**AUFGABENSTELLUNG**
Tausche in allen folgenden Einträgen das Wort "Category" gegen "Class" aus und gib die Zeilen sonst unverändert wieder.

--- EXTRAHIERTE INFORMATIONEN ---

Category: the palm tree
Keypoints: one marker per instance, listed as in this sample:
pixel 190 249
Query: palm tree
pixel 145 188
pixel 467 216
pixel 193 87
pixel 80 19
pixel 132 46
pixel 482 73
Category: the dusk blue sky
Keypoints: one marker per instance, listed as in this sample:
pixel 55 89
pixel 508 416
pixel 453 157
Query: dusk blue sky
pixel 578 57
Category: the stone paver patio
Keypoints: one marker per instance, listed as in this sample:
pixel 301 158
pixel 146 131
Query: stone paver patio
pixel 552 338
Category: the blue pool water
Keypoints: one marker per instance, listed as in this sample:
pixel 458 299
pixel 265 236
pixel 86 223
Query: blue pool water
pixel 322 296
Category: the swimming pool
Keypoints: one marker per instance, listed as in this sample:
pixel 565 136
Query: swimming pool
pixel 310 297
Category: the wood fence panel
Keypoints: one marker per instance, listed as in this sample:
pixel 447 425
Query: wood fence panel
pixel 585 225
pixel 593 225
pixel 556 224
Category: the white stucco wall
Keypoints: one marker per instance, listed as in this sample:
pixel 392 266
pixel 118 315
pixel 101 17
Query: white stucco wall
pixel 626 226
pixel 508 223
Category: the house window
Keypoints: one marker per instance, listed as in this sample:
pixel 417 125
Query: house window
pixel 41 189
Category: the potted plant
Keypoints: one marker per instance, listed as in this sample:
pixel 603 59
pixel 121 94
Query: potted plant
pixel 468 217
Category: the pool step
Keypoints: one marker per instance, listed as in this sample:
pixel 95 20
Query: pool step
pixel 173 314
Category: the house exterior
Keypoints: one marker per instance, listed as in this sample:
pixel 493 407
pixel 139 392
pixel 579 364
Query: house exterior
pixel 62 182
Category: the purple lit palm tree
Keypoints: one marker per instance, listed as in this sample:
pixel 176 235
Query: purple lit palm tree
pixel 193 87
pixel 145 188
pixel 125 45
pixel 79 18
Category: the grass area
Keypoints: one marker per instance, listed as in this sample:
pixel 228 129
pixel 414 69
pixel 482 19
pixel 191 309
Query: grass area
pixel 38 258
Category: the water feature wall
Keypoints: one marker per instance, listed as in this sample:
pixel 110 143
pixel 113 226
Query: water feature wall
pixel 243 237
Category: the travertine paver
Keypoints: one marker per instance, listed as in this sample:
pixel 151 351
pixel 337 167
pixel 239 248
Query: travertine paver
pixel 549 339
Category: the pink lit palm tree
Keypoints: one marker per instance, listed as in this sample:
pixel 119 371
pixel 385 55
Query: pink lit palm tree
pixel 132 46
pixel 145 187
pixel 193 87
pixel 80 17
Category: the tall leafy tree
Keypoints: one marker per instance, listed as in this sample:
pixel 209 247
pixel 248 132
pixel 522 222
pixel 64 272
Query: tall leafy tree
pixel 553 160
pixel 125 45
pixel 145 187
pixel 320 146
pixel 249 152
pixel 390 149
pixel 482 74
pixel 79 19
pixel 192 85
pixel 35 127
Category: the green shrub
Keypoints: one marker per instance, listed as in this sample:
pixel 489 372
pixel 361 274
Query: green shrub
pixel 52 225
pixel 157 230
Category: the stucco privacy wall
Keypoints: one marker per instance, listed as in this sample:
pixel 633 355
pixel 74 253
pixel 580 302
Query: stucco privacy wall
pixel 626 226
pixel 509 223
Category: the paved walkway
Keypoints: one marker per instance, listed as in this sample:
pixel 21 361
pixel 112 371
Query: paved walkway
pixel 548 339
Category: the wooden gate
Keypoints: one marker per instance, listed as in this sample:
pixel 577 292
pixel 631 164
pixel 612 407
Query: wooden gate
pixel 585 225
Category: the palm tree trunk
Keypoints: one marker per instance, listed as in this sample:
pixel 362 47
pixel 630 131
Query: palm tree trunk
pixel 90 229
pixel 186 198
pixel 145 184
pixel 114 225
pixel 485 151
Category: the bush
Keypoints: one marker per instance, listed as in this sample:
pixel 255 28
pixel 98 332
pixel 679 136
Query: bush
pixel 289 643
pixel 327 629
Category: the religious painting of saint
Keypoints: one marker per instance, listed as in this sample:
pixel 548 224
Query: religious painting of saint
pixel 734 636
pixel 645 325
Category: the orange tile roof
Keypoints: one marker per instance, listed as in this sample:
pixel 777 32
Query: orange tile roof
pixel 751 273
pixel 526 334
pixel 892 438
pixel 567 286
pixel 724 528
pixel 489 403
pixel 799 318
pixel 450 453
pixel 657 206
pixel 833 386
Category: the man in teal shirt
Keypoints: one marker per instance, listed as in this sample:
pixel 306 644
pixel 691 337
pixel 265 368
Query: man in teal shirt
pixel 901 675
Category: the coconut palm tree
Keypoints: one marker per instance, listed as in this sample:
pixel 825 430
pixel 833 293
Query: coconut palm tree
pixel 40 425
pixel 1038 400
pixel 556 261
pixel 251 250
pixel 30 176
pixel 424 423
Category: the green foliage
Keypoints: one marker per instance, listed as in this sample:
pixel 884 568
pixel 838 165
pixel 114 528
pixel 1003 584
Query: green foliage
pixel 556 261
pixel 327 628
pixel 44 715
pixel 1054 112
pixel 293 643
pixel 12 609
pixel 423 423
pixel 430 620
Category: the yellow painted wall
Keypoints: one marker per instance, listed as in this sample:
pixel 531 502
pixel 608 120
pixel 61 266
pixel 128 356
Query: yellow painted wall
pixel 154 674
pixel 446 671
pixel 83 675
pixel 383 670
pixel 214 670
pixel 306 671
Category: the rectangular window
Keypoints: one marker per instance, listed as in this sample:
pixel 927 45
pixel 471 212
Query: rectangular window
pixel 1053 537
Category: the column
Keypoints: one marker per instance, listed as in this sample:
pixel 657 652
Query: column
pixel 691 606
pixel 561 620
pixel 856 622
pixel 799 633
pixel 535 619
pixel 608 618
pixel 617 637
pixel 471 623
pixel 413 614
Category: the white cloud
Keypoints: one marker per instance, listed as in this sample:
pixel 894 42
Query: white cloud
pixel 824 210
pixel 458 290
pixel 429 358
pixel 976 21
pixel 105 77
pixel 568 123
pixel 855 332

---

**SCHRIFTLICHE LÖSUNG**
Class: the palm tree
Keypoints: one marker per instance, listed as in this sample:
pixel 190 249
Query: palm tree
pixel 145 188
pixel 467 216
pixel 193 87
pixel 80 19
pixel 132 46
pixel 482 73
Class: the dusk blue sky
Keypoints: one marker per instance, listed as in this sample:
pixel 55 89
pixel 508 416
pixel 453 157
Query: dusk blue sky
pixel 578 57
Class: the stone paver patio
Keypoints: one marker per instance, listed as in this sample:
pixel 301 158
pixel 146 131
Query: stone paver patio
pixel 552 338
Class: the blue pool water
Keypoints: one marker per instance, listed as in this sample:
pixel 458 299
pixel 265 236
pixel 86 223
Query: blue pool water
pixel 322 296
Class: the swimming pool
Keypoints: one marker per instance, listed as in this sample:
pixel 565 136
Query: swimming pool
pixel 310 297
Class: the wood fence panel
Keypoints: one marker per instance, listed as in this sample:
pixel 447 425
Query: wood fence panel
pixel 585 225
pixel 593 225
pixel 556 224
Class: the white stucco wall
Keypoints: one marker per instance, listed as in this sample:
pixel 392 266
pixel 118 315
pixel 101 17
Query: white stucco wall
pixel 626 226
pixel 508 223
Class: the house window
Keypoints: one marker per instance, listed as in this sample:
pixel 417 125
Query: house window
pixel 41 189
Class: the potted plant
Keypoints: one marker per instance, listed as in this sample:
pixel 603 59
pixel 121 94
Query: potted plant
pixel 468 217
Class: the pool step
Keypoints: one marker per instance, listed as in this sample:
pixel 95 20
Query: pool step
pixel 173 314
Class: the house exterior
Keypoints: one marker per instance, listed as in this sample:
pixel 493 407
pixel 139 392
pixel 579 364
Query: house exterior
pixel 62 182
Class: the purple lit palm tree
Keypoints: one marker per instance, listed as in this sample:
pixel 176 235
Query: purple lit palm tree
pixel 193 87
pixel 145 188
pixel 125 45
pixel 79 18
Class: the grass area
Keypoints: one marker per instance, listed as in this sample:
pixel 228 129
pixel 414 69
pixel 482 19
pixel 191 309
Query: grass area
pixel 38 258
Class: the water feature wall
Keypoints: one marker per instance, listed as in this sample:
pixel 110 143
pixel 113 226
Query: water feature wall
pixel 243 237
Class: the travertine paver
Keypoints: one marker per instance, listed as in this sample:
pixel 151 351
pixel 337 167
pixel 239 248
Query: travertine paver
pixel 549 339
Class: the pink lit palm tree
Keypoints: one marker per instance, listed as in this sample:
pixel 119 371
pixel 385 55
Query: pink lit palm tree
pixel 132 46
pixel 145 187
pixel 193 87
pixel 80 17
Class: the tall leafy tree
Keypoints: one marker per instance, listed as in this sample:
pixel 209 247
pixel 248 132
pixel 522 222
pixel 64 272
Query: tall leafy tree
pixel 553 160
pixel 125 45
pixel 145 187
pixel 320 146
pixel 249 152
pixel 390 149
pixel 482 74
pixel 79 19
pixel 192 85
pixel 35 127
Class: the green shrub
Keypoints: one marker per instance, listed as in this sample:
pixel 489 372
pixel 361 274
Query: green shrub
pixel 52 225
pixel 157 230
Class: the stucco privacy wall
Keypoints: one marker per instance, listed as in this sample:
pixel 633 355
pixel 74 253
pixel 580 302
Query: stucco privacy wall
pixel 626 226
pixel 509 223
Class: the paved walkway
Keypoints: one marker per instance, listed as in this sample:
pixel 21 361
pixel 112 371
Query: paved walkway
pixel 548 339
Class: the wooden gate
Keypoints: one marker per instance, listed as in this sample:
pixel 577 292
pixel 631 164
pixel 612 407
Query: wooden gate
pixel 585 225
Class: the palm tree trunk
Keypoints: one marker per instance, listed as in this sample:
pixel 362 47
pixel 630 131
Query: palm tree trunk
pixel 90 229
pixel 186 198
pixel 145 184
pixel 114 225
pixel 485 151
Class: the bush
Keypoints: one marker per instance, listed as in this sample:
pixel 255 28
pixel 98 332
pixel 679 136
Query: bush
pixel 289 643
pixel 327 629
Class: the religious painting of saint
Keypoints: one marker per instance, listed as in this sample:
pixel 548 224
Query: religious painting of saint
pixel 734 636
pixel 645 325
Class: the orange tile roof
Keypoints: one marker per instance, listed as in this sample:
pixel 777 32
Query: orange tile roof
pixel 751 273
pixel 526 334
pixel 892 438
pixel 567 286
pixel 724 528
pixel 489 403
pixel 799 318
pixel 450 453
pixel 657 206
pixel 833 386
Class: the man in teal shirt
Keypoints: one marker per instance, listed as in this sample:
pixel 306 644
pixel 691 337
pixel 265 368
Query: man in teal shirt
pixel 901 675
Class: the coconut palm tree
Keypoints: one marker per instance, listed as in this sample:
pixel 825 430
pixel 833 293
Query: coconut palm tree
pixel 40 425
pixel 1038 400
pixel 556 261
pixel 251 250
pixel 30 176
pixel 424 423
Class: the green foliage
Keypoints: one marker per instance, listed as in this sample:
pixel 884 568
pixel 838 165
pixel 114 528
pixel 1003 584
Query: green foliage
pixel 556 261
pixel 327 628
pixel 44 715
pixel 1054 112
pixel 293 643
pixel 12 609
pixel 423 423
pixel 430 620
Class: the yellow painted wall
Keypoints: one marker per instance, listed as in this sample:
pixel 531 502
pixel 608 120
pixel 61 266
pixel 128 356
Query: yellow painted wall
pixel 154 674
pixel 446 671
pixel 83 675
pixel 383 670
pixel 214 670
pixel 306 671
Class: the rectangular window
Keypoints: one marker per instance, listed as in this sample:
pixel 927 45
pixel 471 212
Query: rectangular window
pixel 1053 537
Class: the column
Keypoints: one marker per instance, listed as in this sample:
pixel 657 652
Query: column
pixel 691 606
pixel 561 620
pixel 856 622
pixel 799 633
pixel 535 619
pixel 608 618
pixel 617 637
pixel 471 623
pixel 413 614
Class: the white cloud
Keypoints: one marker per instance, listed as in this sample:
pixel 894 42
Query: white cloud
pixel 824 210
pixel 458 290
pixel 429 358
pixel 976 21
pixel 105 77
pixel 568 123
pixel 855 332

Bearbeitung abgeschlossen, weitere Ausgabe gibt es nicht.